__To do__:
Rewrite the material below, replacing "segmenter" with "annotator" throughout and leaving everything else unchanged. Omit the pictures from your version.

__Stored dataset items__:
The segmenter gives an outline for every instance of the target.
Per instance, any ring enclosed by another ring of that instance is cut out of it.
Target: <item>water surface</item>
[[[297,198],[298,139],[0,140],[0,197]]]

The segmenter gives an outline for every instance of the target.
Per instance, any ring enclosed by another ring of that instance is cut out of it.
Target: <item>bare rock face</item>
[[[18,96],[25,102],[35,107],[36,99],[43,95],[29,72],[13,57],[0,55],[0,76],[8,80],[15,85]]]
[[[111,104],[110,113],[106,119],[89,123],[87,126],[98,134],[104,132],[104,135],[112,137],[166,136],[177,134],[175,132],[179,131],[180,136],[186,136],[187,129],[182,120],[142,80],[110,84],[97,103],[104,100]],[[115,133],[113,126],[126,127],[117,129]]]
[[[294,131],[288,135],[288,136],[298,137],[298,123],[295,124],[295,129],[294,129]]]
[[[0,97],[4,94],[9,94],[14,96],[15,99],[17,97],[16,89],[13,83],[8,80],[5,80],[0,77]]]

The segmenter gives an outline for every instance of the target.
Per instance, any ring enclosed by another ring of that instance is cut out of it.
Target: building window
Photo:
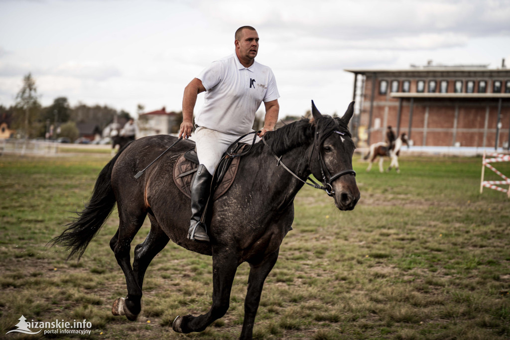
[[[434,93],[436,92],[436,87],[437,86],[438,83],[435,80],[429,80],[428,81],[428,92],[431,93]]]
[[[386,94],[388,91],[388,81],[381,80],[379,82],[379,94]]]
[[[453,88],[453,91],[456,93],[462,93],[462,88],[464,87],[464,85],[462,80],[455,81],[455,87]]]
[[[398,92],[399,82],[398,80],[393,80],[391,82],[391,91]]]
[[[422,92],[425,91],[425,81],[419,80],[416,82],[416,92]]]
[[[411,89],[411,82],[409,80],[402,82],[402,92],[409,92]]]
[[[492,86],[492,92],[495,93],[500,93],[501,92],[501,81],[495,80]]]
[[[439,91],[442,93],[446,93],[448,92],[448,81],[447,80],[442,80],[441,84],[441,87],[439,88]]]
[[[484,93],[487,92],[487,82],[480,80],[478,82],[478,93]]]

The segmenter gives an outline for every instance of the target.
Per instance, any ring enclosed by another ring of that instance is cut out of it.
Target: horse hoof
[[[126,306],[125,299],[124,298],[119,298],[113,302],[112,305],[112,314],[114,315],[125,315],[128,320],[131,321],[135,321],[138,317],[138,315],[132,313],[128,306]]]
[[[119,298],[113,302],[112,305],[112,314],[115,316],[119,315],[125,315],[124,312],[124,306],[125,305],[124,298]]]
[[[182,333],[183,330],[181,328],[181,323],[183,322],[183,318],[180,315],[177,315],[177,318],[174,319],[172,323],[172,329],[174,332]]]

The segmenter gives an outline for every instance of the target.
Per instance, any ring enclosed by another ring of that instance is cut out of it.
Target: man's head
[[[244,66],[250,65],[259,52],[259,35],[251,26],[240,27],[236,31],[236,54]]]

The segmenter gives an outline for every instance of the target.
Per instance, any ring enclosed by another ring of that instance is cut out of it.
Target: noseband
[[[324,190],[326,191],[326,193],[328,195],[328,196],[333,196],[333,195],[335,195],[335,190],[333,190],[333,186],[332,185],[333,182],[335,181],[335,180],[340,178],[340,177],[345,175],[352,175],[355,176],[356,172],[355,172],[352,169],[347,169],[345,170],[342,170],[342,171],[340,171],[335,174],[335,175],[332,176],[331,173],[327,169],[327,167],[326,166],[326,162],[324,160],[324,157],[322,157],[322,154],[321,154],[320,153],[320,148],[319,145],[319,131],[318,129],[318,125],[319,125],[318,124],[316,123],[315,136],[314,140],[314,144],[315,144],[315,147],[314,149],[317,150],[317,155],[318,155],[319,164],[320,165],[321,175],[322,175],[322,180],[321,181],[321,182],[322,184],[324,185],[323,187],[324,188],[323,189],[323,190]],[[332,132],[330,133],[329,134],[333,133],[333,132],[338,133],[338,134],[341,135],[342,136],[345,135],[345,133],[339,131],[338,130],[335,130]],[[325,140],[325,138],[327,138],[328,136],[329,136],[329,135],[325,136],[325,137],[324,138],[324,140]],[[312,153],[310,154],[311,160],[312,159],[312,156],[313,155],[313,154],[314,152],[313,150],[312,150]],[[309,161],[309,166],[310,166],[310,161]],[[322,188],[321,188],[322,189]]]
[[[277,156],[276,156],[274,154],[274,153],[273,153],[272,151],[271,150],[271,148],[269,147],[269,145],[268,145],[267,142],[266,142],[266,140],[264,138],[262,138],[262,141],[264,142],[264,144],[265,144],[266,146],[269,149],[269,151],[271,152],[271,153],[273,154],[273,155],[274,156],[274,157],[278,160],[278,162],[276,164],[277,166],[281,164],[282,166],[283,167],[283,168],[286,170],[287,170],[287,172],[288,172],[289,173],[290,173],[291,175],[292,175],[294,177],[295,177],[297,179],[302,182],[305,184],[310,185],[310,186],[315,188],[316,189],[320,189],[321,190],[323,190],[325,191],[326,191],[326,193],[328,195],[328,196],[333,196],[333,195],[335,195],[335,190],[333,190],[333,186],[332,185],[333,182],[336,180],[338,179],[339,178],[344,176],[344,175],[352,175],[355,176],[356,172],[355,172],[354,170],[352,169],[347,169],[346,170],[342,170],[342,171],[339,172],[333,176],[331,175],[330,173],[329,173],[329,171],[327,169],[327,167],[326,166],[326,163],[324,161],[324,158],[323,158],[322,155],[320,153],[320,149],[319,145],[319,131],[317,129],[317,125],[318,125],[318,124],[316,124],[315,133],[314,134],[314,150],[317,149],[317,154],[319,155],[318,156],[319,164],[320,166],[321,174],[322,175],[322,180],[321,181],[321,183],[322,183],[322,185],[321,185],[320,184],[316,182],[313,179],[310,178],[310,176],[309,176],[305,180],[303,180],[298,176],[294,174],[293,172],[292,172],[292,171],[290,169],[287,167],[285,165],[285,164],[284,164],[283,162],[282,161],[282,157],[283,156],[280,156],[280,157],[278,157]],[[335,130],[334,131],[332,131],[330,133],[333,133],[333,132],[335,132],[342,136],[344,136],[345,135],[345,134],[344,132],[341,132],[337,130]],[[327,136],[326,136],[326,137],[327,137]],[[313,155],[313,153],[314,153],[314,150],[312,150],[312,153],[310,154],[310,158],[308,161],[308,166],[311,169],[311,167],[310,166],[310,163],[311,163],[312,161],[312,157]],[[312,183],[310,183],[308,182],[307,182],[307,181],[308,180],[310,180],[313,184],[312,184]]]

__The response__:
The annotator gives an outline for every instance of the target.
Per instance, any ring enclosed by another ring of that instance is cut out of it.
Target: <item>water surface</item>
[[[297,198],[298,139],[0,140],[0,197]]]

The annotator gives an outline for every instance of the target.
Per instance, any ring enclosed by another ring of that instance is cut out of it.
Target: <item>bare rock face</item>
[[[18,96],[25,102],[35,107],[36,99],[43,95],[29,72],[13,57],[0,55],[0,76],[8,80],[15,85]]]
[[[111,104],[110,113],[106,119],[89,123],[87,126],[98,134],[104,132],[104,135],[112,137],[166,136],[177,134],[175,132],[179,131],[180,136],[186,136],[187,129],[182,120],[142,80],[110,84],[97,103],[104,100]],[[115,133],[113,126],[126,127],[117,129]]]
[[[294,131],[288,135],[288,136],[298,137],[298,123],[295,124],[295,129],[294,129]]]
[[[0,97],[4,94],[9,94],[14,96],[15,99],[17,97],[16,89],[13,83],[8,80],[5,80],[0,77]]]

The annotator gives an outline for every instance of the target.
Per instance, any ring enclosed by another ring of that instance is cut out of it.
Target: building window
Photo:
[[[434,93],[436,92],[436,87],[437,86],[438,83],[435,80],[429,80],[428,81],[428,92],[431,93]]]
[[[386,94],[388,91],[388,81],[381,80],[379,82],[379,94]]]
[[[453,88],[453,91],[456,93],[462,93],[462,88],[464,87],[464,85],[462,80],[455,81],[455,87]]]
[[[398,92],[399,82],[398,80],[393,80],[391,82],[391,91]]]
[[[422,92],[425,91],[425,81],[419,80],[416,82],[416,92]]]
[[[411,89],[411,82],[409,80],[402,82],[402,92],[409,92]]]
[[[492,86],[492,92],[495,93],[500,93],[501,92],[501,81],[495,80]]]
[[[439,91],[442,93],[446,93],[448,92],[448,81],[447,80],[442,80],[441,84],[441,87],[439,88]]]
[[[484,93],[487,92],[487,82],[480,80],[478,82],[478,93]]]

The annotator gives an outline for every instance of the target.
Per instance, any ring enclosed by another ring of that instance is cut out of it.
Target: horse hoof
[[[126,306],[125,299],[124,298],[119,298],[113,302],[112,305],[112,314],[114,315],[125,315],[128,320],[131,321],[135,321],[138,317],[138,315],[132,313],[128,306]]]
[[[119,298],[113,302],[112,305],[112,314],[115,316],[119,315],[125,315],[124,312],[124,306],[125,305],[124,298]]]
[[[182,333],[183,330],[181,328],[181,323],[183,322],[183,318],[180,315],[177,315],[177,318],[174,319],[172,323],[172,329],[174,332]]]

The annotator gives an outline for every instance of the target.
Per instance, any ring enclosed by another ring of that instance is cut out of it.
Target: man's head
[[[244,66],[250,65],[259,52],[259,35],[251,26],[240,27],[236,31],[236,54]]]

The annotator gives an outline for every instance of the target.
Per instance, any ring enclosed by another ring of that instance is cut out of it.
Target: noseband
[[[324,190],[326,191],[326,193],[328,195],[328,196],[333,196],[333,195],[335,195],[335,190],[333,190],[333,186],[332,185],[333,182],[335,181],[335,180],[340,178],[340,177],[345,175],[352,175],[355,176],[356,172],[355,172],[352,169],[347,169],[345,170],[342,170],[342,171],[340,171],[335,174],[335,175],[332,176],[331,173],[327,169],[327,167],[326,166],[326,162],[324,160],[324,157],[322,157],[322,154],[321,154],[320,153],[320,148],[319,145],[319,131],[318,129],[318,125],[319,125],[318,124],[316,123],[315,136],[314,140],[314,144],[315,144],[315,147],[314,149],[317,150],[317,155],[318,155],[319,164],[320,165],[321,175],[322,175],[322,180],[321,181],[321,182],[322,184],[324,185],[323,187],[324,188],[323,189],[323,190]],[[332,132],[330,133],[329,134],[333,133],[333,132],[338,133],[338,134],[341,135],[342,136],[345,135],[345,133],[339,131],[338,130],[335,130]],[[325,140],[325,138],[327,138],[328,136],[329,136],[329,135],[325,136],[325,137],[324,138],[324,140]],[[312,153],[310,154],[311,160],[312,159],[312,156],[313,155],[313,154],[314,152],[313,150],[312,150]],[[309,161],[309,166],[310,166],[310,161]],[[322,188],[321,188],[322,189]]]
[[[277,156],[276,156],[274,154],[274,153],[273,153],[272,151],[271,150],[271,148],[269,147],[269,145],[268,145],[267,142],[266,142],[266,140],[264,138],[262,138],[262,141],[264,142],[264,144],[265,144],[266,146],[269,149],[269,151],[271,152],[271,153],[273,154],[273,155],[274,156],[274,157],[278,160],[278,162],[276,164],[277,166],[281,164],[282,166],[283,167],[283,168],[286,170],[287,170],[287,172],[288,172],[289,173],[290,173],[291,175],[292,175],[294,177],[295,177],[297,179],[302,182],[305,184],[310,185],[310,186],[315,188],[316,189],[320,189],[321,190],[323,190],[325,191],[326,191],[326,193],[328,195],[328,196],[333,196],[333,195],[335,195],[335,190],[333,190],[333,186],[332,185],[333,182],[336,180],[338,179],[339,178],[344,176],[344,175],[352,175],[355,176],[356,172],[355,172],[354,170],[352,169],[347,169],[346,170],[342,170],[342,171],[339,172],[333,176],[331,175],[330,173],[329,173],[329,171],[327,169],[327,167],[326,166],[326,163],[324,161],[324,158],[323,158],[322,155],[320,153],[320,149],[319,145],[319,131],[317,129],[317,125],[318,125],[318,124],[316,124],[315,133],[314,134],[314,150],[317,149],[317,154],[319,155],[318,156],[319,164],[320,166],[321,174],[322,175],[322,180],[321,181],[321,183],[322,183],[322,185],[321,185],[320,184],[316,182],[313,179],[310,178],[310,176],[309,176],[305,180],[303,180],[298,176],[294,174],[293,172],[292,172],[292,171],[290,169],[287,167],[285,165],[285,164],[284,164],[283,162],[282,161],[282,157],[283,156],[280,156],[280,157],[278,157]],[[335,130],[334,131],[332,131],[330,133],[333,133],[333,132],[335,132],[342,136],[344,136],[345,135],[345,134],[344,132],[341,132],[337,130]],[[327,136],[326,136],[326,137],[327,137]],[[313,155],[313,153],[314,153],[314,150],[312,150],[312,153],[310,154],[310,158],[308,161],[308,166],[311,169],[311,167],[310,166],[310,163],[311,163],[312,161],[312,157]],[[312,183],[310,183],[308,182],[307,182],[307,181],[308,180],[310,180],[313,184],[312,184]]]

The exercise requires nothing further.